Start of Block

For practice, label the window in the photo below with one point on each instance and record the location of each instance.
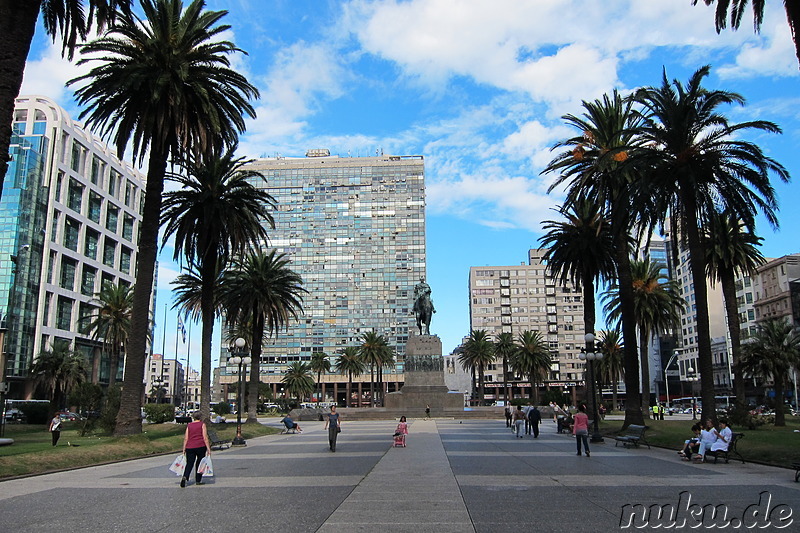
(64, 313)
(74, 195)
(125, 259)
(71, 230)
(112, 215)
(109, 252)
(95, 207)
(87, 280)
(127, 227)
(90, 246)
(68, 267)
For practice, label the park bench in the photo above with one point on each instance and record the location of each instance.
(217, 442)
(632, 437)
(725, 454)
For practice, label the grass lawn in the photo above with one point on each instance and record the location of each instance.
(32, 451)
(767, 444)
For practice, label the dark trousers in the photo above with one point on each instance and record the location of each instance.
(194, 455)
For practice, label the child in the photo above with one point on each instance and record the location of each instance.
(401, 432)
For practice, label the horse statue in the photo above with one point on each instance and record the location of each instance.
(423, 307)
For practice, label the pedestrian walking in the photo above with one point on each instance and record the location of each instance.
(519, 421)
(534, 419)
(333, 425)
(55, 428)
(196, 445)
(580, 428)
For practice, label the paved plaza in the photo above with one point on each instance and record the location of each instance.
(454, 476)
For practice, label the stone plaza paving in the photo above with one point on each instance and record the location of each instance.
(454, 476)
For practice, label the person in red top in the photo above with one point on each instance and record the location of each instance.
(580, 428)
(196, 445)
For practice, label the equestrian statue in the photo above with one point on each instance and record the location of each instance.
(423, 306)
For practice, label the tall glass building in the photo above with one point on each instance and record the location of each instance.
(354, 229)
(69, 220)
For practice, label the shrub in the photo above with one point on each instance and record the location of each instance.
(158, 413)
(221, 408)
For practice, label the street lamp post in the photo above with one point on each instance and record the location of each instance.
(590, 355)
(238, 348)
(692, 378)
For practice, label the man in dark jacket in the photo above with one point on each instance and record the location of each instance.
(534, 419)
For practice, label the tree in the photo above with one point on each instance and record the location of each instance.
(736, 8)
(658, 307)
(112, 323)
(596, 164)
(730, 250)
(771, 354)
(69, 18)
(163, 82)
(532, 359)
(698, 161)
(477, 355)
(374, 351)
(319, 364)
(505, 348)
(349, 362)
(262, 290)
(298, 380)
(611, 366)
(215, 214)
(58, 370)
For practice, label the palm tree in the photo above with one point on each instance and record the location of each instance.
(264, 290)
(58, 370)
(697, 161)
(736, 9)
(596, 165)
(165, 82)
(112, 323)
(730, 250)
(505, 348)
(532, 358)
(298, 380)
(373, 352)
(478, 353)
(69, 18)
(611, 366)
(349, 362)
(319, 364)
(771, 354)
(216, 213)
(658, 307)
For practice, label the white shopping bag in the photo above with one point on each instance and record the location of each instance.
(205, 467)
(178, 465)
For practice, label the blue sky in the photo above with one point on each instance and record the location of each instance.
(478, 88)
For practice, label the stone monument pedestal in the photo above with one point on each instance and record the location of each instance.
(424, 379)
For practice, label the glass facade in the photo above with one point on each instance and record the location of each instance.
(354, 229)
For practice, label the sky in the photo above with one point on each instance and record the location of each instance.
(478, 88)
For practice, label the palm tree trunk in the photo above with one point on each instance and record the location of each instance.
(17, 28)
(645, 353)
(255, 366)
(734, 328)
(129, 420)
(633, 404)
(697, 264)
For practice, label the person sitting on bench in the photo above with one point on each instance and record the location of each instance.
(291, 424)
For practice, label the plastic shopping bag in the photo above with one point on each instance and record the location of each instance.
(206, 468)
(178, 465)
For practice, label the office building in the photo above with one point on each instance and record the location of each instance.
(354, 229)
(69, 215)
(514, 299)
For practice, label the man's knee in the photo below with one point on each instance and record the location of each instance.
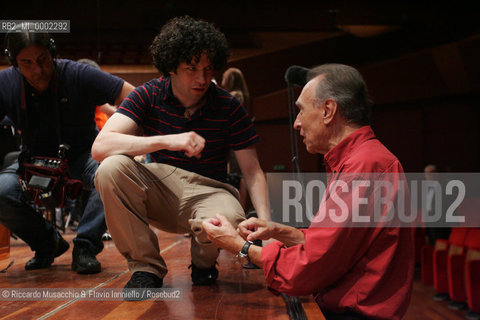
(110, 168)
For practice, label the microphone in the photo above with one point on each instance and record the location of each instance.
(296, 75)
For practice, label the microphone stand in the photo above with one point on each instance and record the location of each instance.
(293, 133)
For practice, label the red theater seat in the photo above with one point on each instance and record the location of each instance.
(426, 262)
(472, 270)
(440, 259)
(456, 268)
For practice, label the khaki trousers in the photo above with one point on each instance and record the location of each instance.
(137, 195)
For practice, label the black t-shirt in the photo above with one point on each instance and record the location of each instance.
(81, 89)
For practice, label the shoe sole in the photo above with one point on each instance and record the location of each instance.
(82, 270)
(64, 249)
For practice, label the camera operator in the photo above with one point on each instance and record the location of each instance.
(51, 102)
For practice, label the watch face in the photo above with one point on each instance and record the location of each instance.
(243, 258)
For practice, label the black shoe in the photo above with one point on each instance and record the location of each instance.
(41, 261)
(203, 277)
(471, 315)
(135, 288)
(457, 305)
(441, 297)
(106, 236)
(84, 261)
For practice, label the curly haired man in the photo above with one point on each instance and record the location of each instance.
(188, 127)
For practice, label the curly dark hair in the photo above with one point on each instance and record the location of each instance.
(185, 39)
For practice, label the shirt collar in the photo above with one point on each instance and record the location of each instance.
(335, 158)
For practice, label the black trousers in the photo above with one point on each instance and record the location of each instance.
(342, 316)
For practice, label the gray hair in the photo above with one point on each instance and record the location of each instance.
(346, 86)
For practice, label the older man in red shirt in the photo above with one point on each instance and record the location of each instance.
(353, 272)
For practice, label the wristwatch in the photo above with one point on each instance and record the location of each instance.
(242, 256)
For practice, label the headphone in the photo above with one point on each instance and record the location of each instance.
(52, 49)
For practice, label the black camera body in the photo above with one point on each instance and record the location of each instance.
(46, 181)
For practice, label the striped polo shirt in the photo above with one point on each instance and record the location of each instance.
(223, 122)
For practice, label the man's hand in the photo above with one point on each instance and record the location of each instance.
(190, 142)
(222, 234)
(254, 228)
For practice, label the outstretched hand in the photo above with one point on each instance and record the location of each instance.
(222, 234)
(254, 229)
(189, 142)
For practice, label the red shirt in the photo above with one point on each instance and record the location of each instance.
(368, 271)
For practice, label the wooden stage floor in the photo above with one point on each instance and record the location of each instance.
(238, 294)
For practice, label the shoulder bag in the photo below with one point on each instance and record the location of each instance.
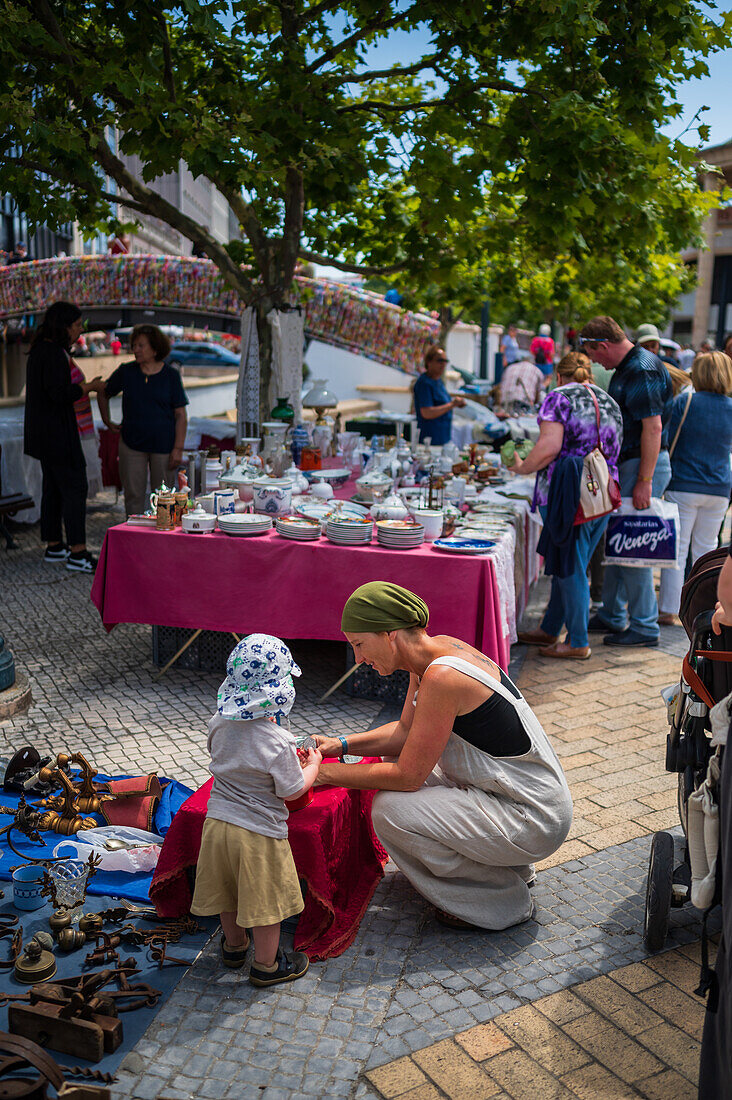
(599, 492)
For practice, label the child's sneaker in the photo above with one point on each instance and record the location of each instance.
(233, 957)
(82, 562)
(59, 552)
(290, 967)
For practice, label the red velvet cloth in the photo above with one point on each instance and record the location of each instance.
(109, 446)
(336, 853)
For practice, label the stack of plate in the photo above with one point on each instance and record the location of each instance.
(400, 534)
(349, 530)
(235, 523)
(297, 527)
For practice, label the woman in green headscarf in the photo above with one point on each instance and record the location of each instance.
(470, 791)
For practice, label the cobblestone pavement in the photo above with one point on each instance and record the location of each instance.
(446, 1013)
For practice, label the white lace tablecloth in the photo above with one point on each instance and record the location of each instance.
(18, 472)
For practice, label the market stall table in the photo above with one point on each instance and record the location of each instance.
(336, 851)
(275, 585)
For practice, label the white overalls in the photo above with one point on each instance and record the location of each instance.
(468, 837)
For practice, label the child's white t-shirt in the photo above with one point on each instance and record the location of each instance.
(254, 767)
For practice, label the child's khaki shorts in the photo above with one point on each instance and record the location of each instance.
(246, 873)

End of Block

:: EXERCISE DETAILS ::
Please set down every line of the listing verbatim, excluding its pictures.

:: WORKED SOLUTION ::
For practice, label the window in the photo below with one point on each instance and record the location of each instance.
(64, 313)
(74, 195)
(125, 259)
(71, 230)
(112, 215)
(109, 252)
(95, 207)
(87, 280)
(127, 227)
(90, 246)
(68, 267)
For practice, label the park bench in the photo above with one point on each instance and record the location of each instance.
(217, 442)
(632, 437)
(725, 454)
For practice, label the grass lawn in the photo above with one point on each instance and record the location of each instance.
(32, 451)
(767, 444)
For practice, label the dark trousers in the photo above with one point on each instance and record the location of each instance.
(194, 455)
For practice, label the child in the photo above with one point on each instance and record the location of each instance.
(401, 432)
For practice, label the horse statue in the photo above with one point on each instance and record the location of each instance.
(423, 307)
For practice, label the pedestrian walking in the photo above with one point on each instance and record the location of each instance.
(519, 421)
(534, 419)
(333, 425)
(55, 428)
(196, 445)
(580, 428)
For practice, label the paved plaza in the photo above with one point on each instance and record the location of each instance.
(454, 476)
For practice, label the stone plaza paving in the photo above with one point on each instance and record the location of each instance.
(454, 476)
For practice, label the person in red top in the photo above with one point on each instance and record the location of each instance.
(580, 428)
(196, 445)
For practice, label the equestrian statue in the photo above with one point on each instance and record the location of each instance.
(423, 306)
For practice, label the tall glass building in the photo above with one point on each instance and record the location of each instance.
(354, 229)
(69, 220)
For practice, label the shrub in the photo above with one point on each instance and record the location of each instance.
(158, 413)
(221, 408)
For practice, label the street lamp post in the photo above with one point on each instance and record the location of each instance.
(590, 355)
(238, 348)
(692, 378)
For practice, label the man in dark jacket in the photo above with one point on each instance and record the location of each instance.
(534, 419)
For practice, label the tree in the photo above with one point on each instance and record the location of each instance.
(736, 8)
(658, 307)
(112, 323)
(596, 164)
(730, 250)
(771, 354)
(69, 18)
(163, 82)
(532, 359)
(698, 161)
(477, 355)
(374, 351)
(319, 364)
(505, 348)
(349, 362)
(262, 290)
(298, 380)
(611, 366)
(215, 214)
(58, 370)
For practice, label the palm tree in the photo above with one point on each instance and record the location of each instance.
(264, 290)
(58, 370)
(697, 161)
(736, 9)
(596, 165)
(165, 82)
(112, 323)
(730, 250)
(505, 348)
(532, 358)
(298, 380)
(373, 352)
(478, 353)
(69, 18)
(611, 366)
(349, 362)
(319, 364)
(771, 354)
(216, 213)
(658, 307)
For practice, label the white shopping bag in the photo above with one point on each instance and record the location of each instance.
(205, 467)
(178, 465)
For practice, label the blue sky in the photo above with one point on each instance and record the location of each instance.
(478, 88)
For practice, label the stone monument pedestal in the photo above with one point on each instance and record the location of each instance.
(424, 379)
For practice, label the glass facade in the photo above with one point on each instance and record the location of each instance.
(354, 229)
For practice, label the sky in the photo above with one point on each instance and record the location of each instance.
(478, 88)
For practice, label the palm tree trunk in the photo above with one point on each instance and record the location of each instance.
(17, 28)
(645, 353)
(255, 366)
(734, 328)
(129, 420)
(633, 404)
(697, 264)
For practice, label the person sitting on bench in the photo above with one point on each instance and record the location of each instance.
(291, 424)
For practice, label the plastic shopping bag in the photo above with one point on each instance and record the location of each instance.
(206, 468)
(178, 465)
For practice, label the office building in the photo above with one point on each instance and record the location of each instance.
(354, 229)
(69, 215)
(514, 299)
For practice, label the man's knee in the photo below with one point on each instance and record the location of each instance.
(110, 168)
For practice, label the microphone in the photo above with one point on each instance and record the location of each instance.
(296, 75)
For practice, label the microphone stand in the photo above with one point on each instance and record the location of each instance.
(293, 133)
For practice, label the red theater seat in the photo above with one point on each instance and record the location of each instance.
(426, 262)
(472, 270)
(440, 259)
(456, 268)
For practice, label the khaki trousers in the photo above with one point on each instance and record the location of each instance.
(137, 195)
For practice, label the black t-shirt in the photo above with one point on each instance and record the location of each instance.
(81, 89)
For practice, label the shoe sole in the photo above with one point on each instance and record the location of each instance.
(82, 270)
(64, 249)
For practice, label the camera operator in the photo above with one point on each instance and record the location of each instance.
(51, 102)
For practice, label the watch face in the photo above with one point on each instance and record the location of each instance.
(243, 258)
For practice, label the black shoe in the photo above with one point on each instance and record the location of each instance.
(41, 261)
(203, 277)
(471, 315)
(135, 288)
(457, 305)
(441, 297)
(106, 236)
(84, 261)
For practice, label the curly haired man in the photo above with one point on each instance and record the location of each instance.
(188, 127)
For practice, label the curly dark hair in the photo above with one point on each instance and record the location of each instance.
(185, 39)
For practice, label the shirt collar in the photo above with one point on each instance and record the location of each instance.
(335, 158)
For practice, label the black trousers in the photo above with one point on each instance and record the location of each instance.
(342, 316)
For practice, label the gray hair in the photo above with one point on each instance and record the location of each instance.
(346, 86)
For practice, label the older man in red shirt in the photo above with one point on each instance and record the location of each instance.
(353, 272)
For practice, label the wristwatch in the photo above with one point on each instance and record the location of each instance.
(242, 256)
For practice, label the headphone in the photo above with one point on each instance and record the location of each instance.
(52, 49)
For practice, label the black camera body in the photo above with one point on each instance and record the location of each instance.
(46, 181)
For practice, label the striped polo shirt in the photo above with one point on each instance and record the location of each instance.
(223, 122)
For practice, label the man's hand in the photo above with one point on each instance and record the location of each instance.
(190, 142)
(222, 234)
(254, 228)
For practice, label the outstretched hand in the photo above with one point on each instance and record the location of each instance.
(222, 234)
(254, 229)
(189, 142)
For practice, label the red shirt in the photo above with one point on each instance and record the location of each instance.
(368, 271)
For practice, label the wooden stage floor in the photo above with one point on each instance and record the location of each instance.
(238, 294)
For practice, label the shoulder bag in the photo below with one point on each instance and record the location of each instance.
(599, 492)
For practice, label the child's sneaker in the photo above with one point on each instance and record the location of each instance.
(233, 957)
(82, 562)
(59, 552)
(290, 967)
For practice, label the red velvet cloth in the photo above with one point on each instance and record the location of each instance.
(109, 446)
(336, 853)
For practice, label the stack of plate in the photo above with one point on each instance and record the location of each instance.
(400, 534)
(349, 530)
(235, 523)
(297, 527)
For practice, label the woman in green headscarf in the photo above with one point on each instance and record the location of each instance.
(470, 791)
For practice, label the cobblestone pavement in the photo above with one point on each instance and record the location of each instance.
(446, 1013)
For practice, label the white lace tablecloth in the photo above with one point on each instance and record the location of each instance.
(18, 472)
For practice, label the market stall table in the photo above with one point on each instance and record the location of each instance.
(336, 851)
(275, 585)
For practice, label the white overalls in the photo above with one point on each instance and record the location of each instance.
(468, 837)
For practice, label the child's white t-shirt in the photo above with one point on each instance and record the location of each instance.
(254, 767)
For practice, label the child's khaki shorts in the photo above with one point on each instance and record the location of each instance.
(246, 873)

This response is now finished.